▶ _Required work_
Could you give the lines from the one containing "Could you please point out the patio" up to and including the one containing "Could you please point out the white window" as a numbered list, with any blank lines left out?

▶ _Data for this exercise_

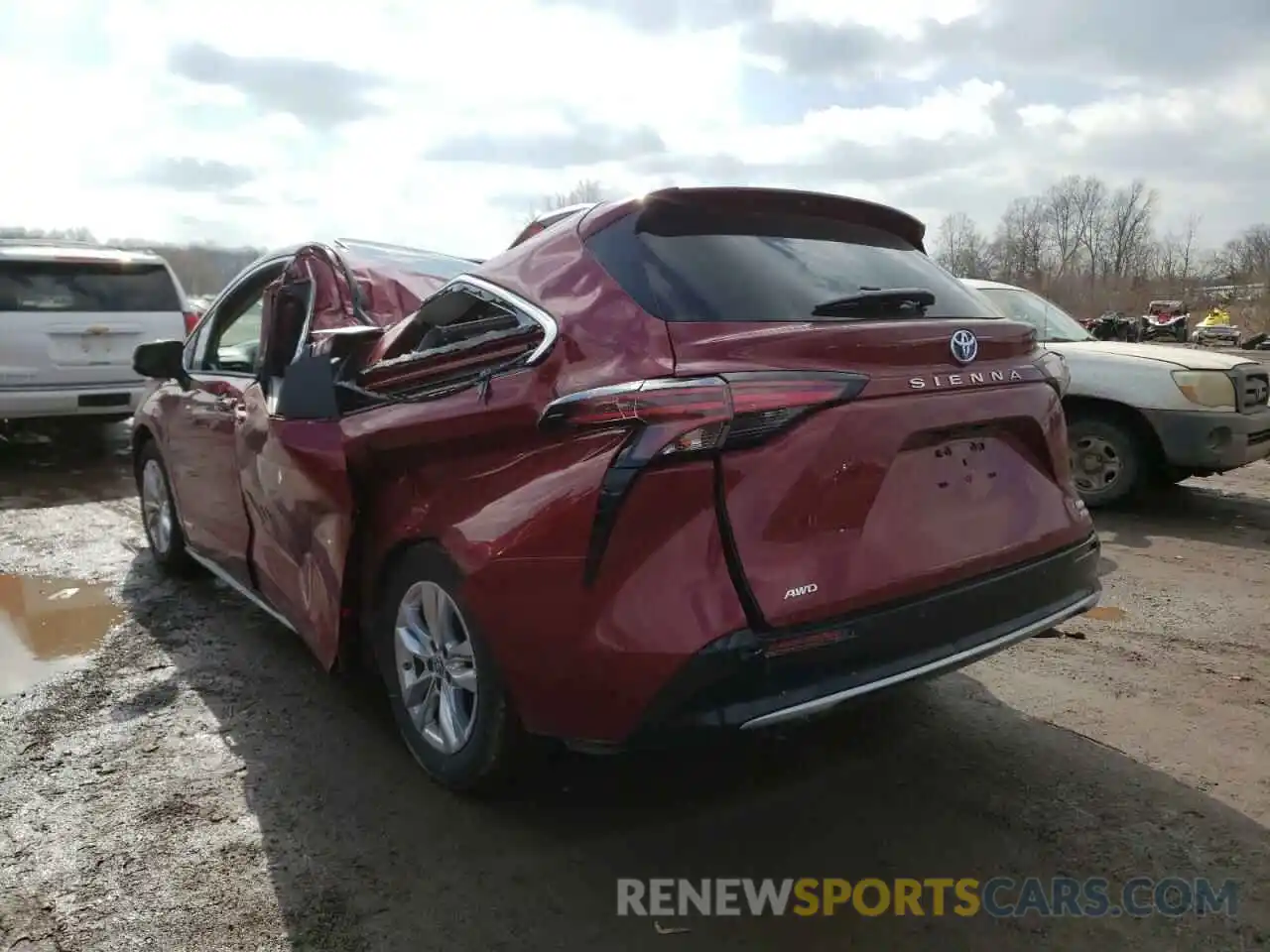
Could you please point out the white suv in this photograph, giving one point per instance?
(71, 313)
--
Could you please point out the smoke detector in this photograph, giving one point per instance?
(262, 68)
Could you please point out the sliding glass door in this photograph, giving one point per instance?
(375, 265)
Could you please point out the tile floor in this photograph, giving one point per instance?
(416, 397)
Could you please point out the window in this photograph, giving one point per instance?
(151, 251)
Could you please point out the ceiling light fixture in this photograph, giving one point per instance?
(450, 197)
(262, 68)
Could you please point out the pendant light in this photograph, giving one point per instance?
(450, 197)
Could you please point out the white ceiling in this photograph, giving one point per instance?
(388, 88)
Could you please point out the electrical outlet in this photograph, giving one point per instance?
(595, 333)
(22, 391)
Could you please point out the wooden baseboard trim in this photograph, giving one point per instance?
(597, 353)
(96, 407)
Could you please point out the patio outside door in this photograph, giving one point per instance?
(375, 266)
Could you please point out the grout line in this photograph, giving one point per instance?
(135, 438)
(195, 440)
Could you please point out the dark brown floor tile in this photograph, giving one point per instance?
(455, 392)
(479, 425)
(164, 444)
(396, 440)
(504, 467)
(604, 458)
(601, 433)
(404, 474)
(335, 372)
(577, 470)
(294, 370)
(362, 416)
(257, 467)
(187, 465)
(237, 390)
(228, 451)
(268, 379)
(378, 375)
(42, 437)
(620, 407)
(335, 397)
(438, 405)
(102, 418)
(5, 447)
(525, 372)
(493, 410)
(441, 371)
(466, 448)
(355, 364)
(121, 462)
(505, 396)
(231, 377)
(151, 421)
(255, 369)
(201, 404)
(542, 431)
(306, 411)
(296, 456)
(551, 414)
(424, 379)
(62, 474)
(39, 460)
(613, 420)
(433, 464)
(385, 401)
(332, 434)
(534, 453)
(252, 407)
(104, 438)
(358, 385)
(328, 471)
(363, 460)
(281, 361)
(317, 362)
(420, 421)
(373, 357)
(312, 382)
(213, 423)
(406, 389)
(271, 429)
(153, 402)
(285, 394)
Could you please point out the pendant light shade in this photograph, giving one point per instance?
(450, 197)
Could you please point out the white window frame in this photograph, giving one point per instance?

▶ _Full response_
1. Could you please point out the patio outside door in this photograph, giving one point per instance?
2. (375, 266)
3. Could you please point out the grout line in this photograph, giving one point per instance?
4. (135, 438)
5. (195, 440)
6. Could you please point out the dark brown floor tile in this photograph, giving one point per instance?
7. (455, 392)
8. (479, 425)
9. (164, 444)
10. (396, 440)
11. (504, 467)
12. (604, 458)
13. (601, 433)
14. (404, 474)
15. (335, 372)
16. (577, 470)
17. (294, 370)
18. (362, 416)
19. (257, 467)
20. (187, 465)
21. (237, 390)
22. (228, 451)
23. (268, 379)
24. (378, 375)
25. (42, 437)
26. (620, 407)
27. (335, 397)
28. (438, 405)
29. (102, 418)
30. (5, 447)
31. (525, 372)
32. (493, 410)
33. (441, 371)
34. (466, 448)
35. (355, 364)
36. (121, 462)
37. (505, 396)
38. (231, 377)
39. (151, 421)
40. (255, 369)
41. (201, 404)
42. (542, 431)
43. (306, 411)
44. (296, 456)
45. (551, 414)
46. (424, 379)
47. (62, 474)
48. (39, 460)
49. (613, 420)
50. (433, 464)
51. (385, 401)
52. (332, 434)
53. (534, 453)
54. (252, 407)
55. (104, 438)
56. (358, 385)
57. (328, 471)
58. (363, 460)
59. (281, 361)
60. (317, 362)
61. (420, 421)
62. (373, 357)
63. (312, 382)
64. (213, 423)
65. (406, 389)
66. (271, 429)
67. (153, 402)
68. (285, 394)
69. Could you please point out the pendant light shade in this photograph, giving one point per instance?
70. (450, 197)
71. Could you please point out the white window frame in this photograph, giving one point per instance?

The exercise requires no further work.